::: Raw records :::

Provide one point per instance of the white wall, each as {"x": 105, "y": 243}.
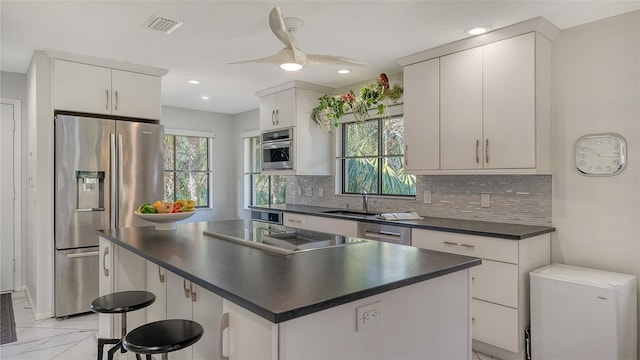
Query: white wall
{"x": 14, "y": 86}
{"x": 245, "y": 122}
{"x": 596, "y": 88}
{"x": 224, "y": 161}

:::

#### Aim
Can you give the material again with "white wall" swapped for "gray wall" everywhere and everything else unchanged? Leave the picture out.

#### Written reply
Provide one point per instance of the gray wall, each as {"x": 105, "y": 243}.
Query: gray wall
{"x": 14, "y": 86}
{"x": 245, "y": 122}
{"x": 596, "y": 88}
{"x": 224, "y": 161}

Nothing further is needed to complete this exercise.